给定文段 -
++++++++++++++++++++
图4 Kafka + Flink + ElasticSearch的混合分析系统
Lambda plus:Tablestore + Blink 流批一体处理框架
Lambda plus 是基于 Tablestore 和 Blink 打造的云上存在可以复用、简化的大数据架构模式,架构方案全 serverless 即开即用,易搭建免运维。
表格存储(Tablestore)是阿里云自研的 NoSQL 多模型数据库,提供 PB 级结构化数据存储、千万 TPS 以及毫秒级延迟的服务能力,表格存储提供了通道服务(TunnelService)支持用户以按序、流式地方式消费写入表格存储的存量数据和实时数据,同时表格存储还提供了多元索引功能,支持用户对结果视图进行实时查询和分析。
Blink 是阿里云在 Apache Flink 基础上深度改进的实时计算平台,Blink 旨在将流处理和批处理统一,实现了全新的 Flink SQL 技术栈,在功能上,Blink 支持现在标准 SQL 几乎所有的语法和语义,在性能上,Blink 也比社区Flink更加强大。
在 TableStore + Blink 的云上 Lambda 架构中,用户可以同时使用表格存储作为master dataset 和 batch&stream view,批处理引擎直读表格存储产生 batch view,同时流计算引擎通过 Tunnel Service 流式处理实时数据,持续生成 stream view。
++++++++++++++++++++
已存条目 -

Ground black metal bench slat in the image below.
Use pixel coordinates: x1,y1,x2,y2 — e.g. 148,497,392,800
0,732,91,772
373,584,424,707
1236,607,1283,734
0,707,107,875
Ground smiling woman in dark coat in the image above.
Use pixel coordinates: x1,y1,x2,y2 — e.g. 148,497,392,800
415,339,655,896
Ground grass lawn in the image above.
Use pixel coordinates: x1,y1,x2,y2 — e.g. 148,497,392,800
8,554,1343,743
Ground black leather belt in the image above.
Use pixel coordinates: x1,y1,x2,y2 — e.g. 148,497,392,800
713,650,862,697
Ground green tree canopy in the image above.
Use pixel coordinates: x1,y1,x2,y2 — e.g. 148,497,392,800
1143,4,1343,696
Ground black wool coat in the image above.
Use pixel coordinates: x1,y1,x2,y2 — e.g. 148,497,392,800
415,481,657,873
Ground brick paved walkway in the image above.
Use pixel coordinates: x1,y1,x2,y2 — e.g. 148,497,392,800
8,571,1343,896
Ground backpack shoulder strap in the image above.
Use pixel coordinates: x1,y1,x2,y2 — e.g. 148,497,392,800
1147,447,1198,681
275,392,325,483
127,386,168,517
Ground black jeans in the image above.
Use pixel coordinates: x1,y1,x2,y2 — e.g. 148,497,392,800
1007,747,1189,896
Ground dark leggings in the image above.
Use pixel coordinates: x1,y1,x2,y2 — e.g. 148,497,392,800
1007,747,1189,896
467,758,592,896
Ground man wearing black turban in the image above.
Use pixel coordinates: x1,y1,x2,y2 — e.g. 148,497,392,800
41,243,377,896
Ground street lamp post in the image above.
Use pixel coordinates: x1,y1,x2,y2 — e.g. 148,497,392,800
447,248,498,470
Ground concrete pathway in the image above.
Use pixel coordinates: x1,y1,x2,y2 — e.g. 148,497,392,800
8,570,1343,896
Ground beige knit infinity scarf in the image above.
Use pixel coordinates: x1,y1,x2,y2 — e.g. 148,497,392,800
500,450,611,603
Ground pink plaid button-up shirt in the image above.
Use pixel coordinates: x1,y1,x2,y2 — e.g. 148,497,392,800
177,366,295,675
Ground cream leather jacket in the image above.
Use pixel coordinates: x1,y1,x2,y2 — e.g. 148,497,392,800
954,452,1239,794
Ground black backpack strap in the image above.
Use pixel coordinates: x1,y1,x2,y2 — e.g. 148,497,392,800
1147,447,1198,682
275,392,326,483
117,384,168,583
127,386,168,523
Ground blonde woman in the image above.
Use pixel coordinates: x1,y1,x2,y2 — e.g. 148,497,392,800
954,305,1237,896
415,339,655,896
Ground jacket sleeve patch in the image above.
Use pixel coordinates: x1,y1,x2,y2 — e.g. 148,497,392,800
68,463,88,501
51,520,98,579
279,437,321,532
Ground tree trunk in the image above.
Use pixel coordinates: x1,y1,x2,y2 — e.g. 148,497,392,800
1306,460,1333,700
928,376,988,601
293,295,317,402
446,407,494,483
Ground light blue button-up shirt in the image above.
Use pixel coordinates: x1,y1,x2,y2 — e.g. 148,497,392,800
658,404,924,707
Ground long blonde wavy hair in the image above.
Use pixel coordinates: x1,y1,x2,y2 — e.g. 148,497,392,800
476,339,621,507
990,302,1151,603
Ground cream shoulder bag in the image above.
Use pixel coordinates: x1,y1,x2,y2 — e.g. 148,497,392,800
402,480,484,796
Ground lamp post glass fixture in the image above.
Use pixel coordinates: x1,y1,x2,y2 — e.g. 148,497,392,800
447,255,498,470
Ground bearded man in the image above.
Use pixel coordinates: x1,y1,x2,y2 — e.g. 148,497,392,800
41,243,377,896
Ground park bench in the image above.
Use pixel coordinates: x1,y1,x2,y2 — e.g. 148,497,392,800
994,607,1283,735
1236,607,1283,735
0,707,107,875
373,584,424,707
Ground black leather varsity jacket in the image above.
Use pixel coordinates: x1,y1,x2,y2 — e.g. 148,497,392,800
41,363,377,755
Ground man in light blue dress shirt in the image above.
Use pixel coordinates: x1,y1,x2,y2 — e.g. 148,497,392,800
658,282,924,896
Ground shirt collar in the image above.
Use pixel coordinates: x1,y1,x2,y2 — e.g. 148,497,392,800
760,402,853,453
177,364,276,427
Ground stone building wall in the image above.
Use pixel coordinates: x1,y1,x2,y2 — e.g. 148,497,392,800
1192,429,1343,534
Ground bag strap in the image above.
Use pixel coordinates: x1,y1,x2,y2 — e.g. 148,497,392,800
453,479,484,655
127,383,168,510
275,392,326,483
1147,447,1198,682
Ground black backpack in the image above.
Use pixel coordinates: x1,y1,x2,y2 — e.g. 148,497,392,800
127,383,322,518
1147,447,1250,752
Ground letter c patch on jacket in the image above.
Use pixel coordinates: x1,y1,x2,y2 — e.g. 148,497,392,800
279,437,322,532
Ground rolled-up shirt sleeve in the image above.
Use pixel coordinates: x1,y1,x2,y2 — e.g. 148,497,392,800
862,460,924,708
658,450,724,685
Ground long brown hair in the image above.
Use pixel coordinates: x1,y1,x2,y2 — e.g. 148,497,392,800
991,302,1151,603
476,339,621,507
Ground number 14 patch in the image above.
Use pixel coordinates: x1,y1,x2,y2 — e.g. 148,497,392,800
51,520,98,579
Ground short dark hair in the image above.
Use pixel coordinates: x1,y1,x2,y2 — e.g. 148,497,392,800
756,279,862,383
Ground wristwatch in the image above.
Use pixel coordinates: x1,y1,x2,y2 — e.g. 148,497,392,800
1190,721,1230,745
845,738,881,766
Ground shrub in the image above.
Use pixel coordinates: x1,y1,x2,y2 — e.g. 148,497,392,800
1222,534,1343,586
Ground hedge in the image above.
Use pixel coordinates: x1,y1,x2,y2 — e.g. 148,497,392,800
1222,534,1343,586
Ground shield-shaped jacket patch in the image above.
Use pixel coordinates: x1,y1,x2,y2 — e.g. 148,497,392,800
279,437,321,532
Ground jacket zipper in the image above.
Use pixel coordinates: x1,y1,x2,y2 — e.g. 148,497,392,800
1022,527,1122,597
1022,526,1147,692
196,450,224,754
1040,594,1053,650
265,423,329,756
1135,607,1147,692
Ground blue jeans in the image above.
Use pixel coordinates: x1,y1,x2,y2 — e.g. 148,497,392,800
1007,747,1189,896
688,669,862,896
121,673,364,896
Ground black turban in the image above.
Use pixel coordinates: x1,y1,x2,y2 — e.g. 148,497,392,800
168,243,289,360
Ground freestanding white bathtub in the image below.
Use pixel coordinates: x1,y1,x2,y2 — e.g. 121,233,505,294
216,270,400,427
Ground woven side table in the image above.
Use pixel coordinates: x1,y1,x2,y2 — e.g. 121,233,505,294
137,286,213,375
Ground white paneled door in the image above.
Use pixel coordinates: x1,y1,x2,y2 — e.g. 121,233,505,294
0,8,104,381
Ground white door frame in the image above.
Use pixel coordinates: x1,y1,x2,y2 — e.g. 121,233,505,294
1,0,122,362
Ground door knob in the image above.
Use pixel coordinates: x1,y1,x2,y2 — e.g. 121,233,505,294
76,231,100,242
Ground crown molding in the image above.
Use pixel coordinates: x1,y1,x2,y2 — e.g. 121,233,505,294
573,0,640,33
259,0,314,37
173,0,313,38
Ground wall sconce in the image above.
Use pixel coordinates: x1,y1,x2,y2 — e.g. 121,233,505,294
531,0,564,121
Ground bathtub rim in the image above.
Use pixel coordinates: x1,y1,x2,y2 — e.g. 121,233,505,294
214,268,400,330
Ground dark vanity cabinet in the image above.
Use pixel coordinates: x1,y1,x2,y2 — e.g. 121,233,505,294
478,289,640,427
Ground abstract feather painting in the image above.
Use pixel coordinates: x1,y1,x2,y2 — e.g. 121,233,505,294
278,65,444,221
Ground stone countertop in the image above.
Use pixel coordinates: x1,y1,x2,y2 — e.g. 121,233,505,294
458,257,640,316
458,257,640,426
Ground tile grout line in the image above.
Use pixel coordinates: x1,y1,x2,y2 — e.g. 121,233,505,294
++++++++++++++++++++
练习任务 -
(a) 请把关于 Lambda plus 架构的文段中从“表格存储(Tablestore)是阿里云自研的 NoSQL 多模型数据库,提供”开始、直到“流式处理实时数据,持续生成 stream view。”为止(包括这部分在内)的内容一字不改地再抄写一遍。
(b) 请接在关于 Lambda plus 架构的文段最后一句之后,写出其后的内容。

练习答案 -
(a)
表格存储(Tablestore)是阿里云自研的 NoSQL 多模型数据库,提供 PB 级结构化数据存储、千万 TPS 以及毫秒级延迟的服务能力,表格存储提供了通道服务(TunnelService)支持用户以按序、流式地方式消费写入表格存储的存量数据和实时数据,同时表格存储还提供了多元索引功能,支持用户对结果视图进行实时查询和分析。
Blink 是阿里云在 Apache Flink 基础上深度改进的实时计算平台,Blink 旨在将流处理和批处理统一,实现了全新的 Flink SQL 技术栈,在功能上,Blink 支持现在标准 SQL 几乎所有的语法和语义,在性能上,Blink 也比社区Flink更加强大。
在 TableStore + Blink 的云上 Lambda 架构中,用户可以同时使用表格存储作为master dataset 和 batch&stream view,批处理引擎直读表格存储产生 batch view,同时流计算引擎通过 Tunnel Service 流式处理实时数据,持续生成 stream view。

(b)
图5 Tablestore + Blink 的 Lambda plus 大数据架构
如上图5,其具体组件分解:
- Lambda batch 层:
Tablestore 直接作为 master dataset,支持用户直读,配合 Tablestore 多元索引,用户的线上服务直读、ad-hoc 查询 master dataset 并将结果返回给用户;Blink 批处理任务向 Tablestore 下推 SQL 的查询条件,直读 Tablestore master dataset,计算 batch view,并将 batch view 重新写回 Tablestore;
- Streaming 层:
Blink 流处理任务通过表格存储 TunnelService API 直读 master dataset 中的实时数据,持续产生 stream view;Kappa 架构的 backfill任务,可以通过建立全量类型数据通道,流式消费 master dataset 的存量数据,从新计算;
- Serving 层:
为存储 batch view 和 stream view 的 Tablestore 结果表建立全局二级索引和多元索引,业务可以低延迟、ad-hoc方式查询;
图6 Lambda plus的数据链路
针对上述 Lambda 架构1-4的技术问题,Lambda plus 的解决思路:
- 针对数据写入的问题,Lambda plus 数据只需要写入表格存储,Blink 流计算框架通过通道服务 API 直读表格存储的实时数据,不需要用户双写队列或者自己实现数据同步;
- 存储上,Lambda plus 直接使用表格存储作为 master dataset,表格存储支持用户 tp 系统低延迟读写更新,同时也提供了索引功能 ad-hoc 查询分析,数据利用率高,容量型表格存储实例也可以保证数据存储成本可控;
- 计算上,Lambda plus 利用 Blink 流批一体计算引擎,统一流批代码;
- 展示层,表格存储提供了多元索引和全局二级索引功能,用户可以根据解决视图的查询需求和存储体量,合理选择索引方式。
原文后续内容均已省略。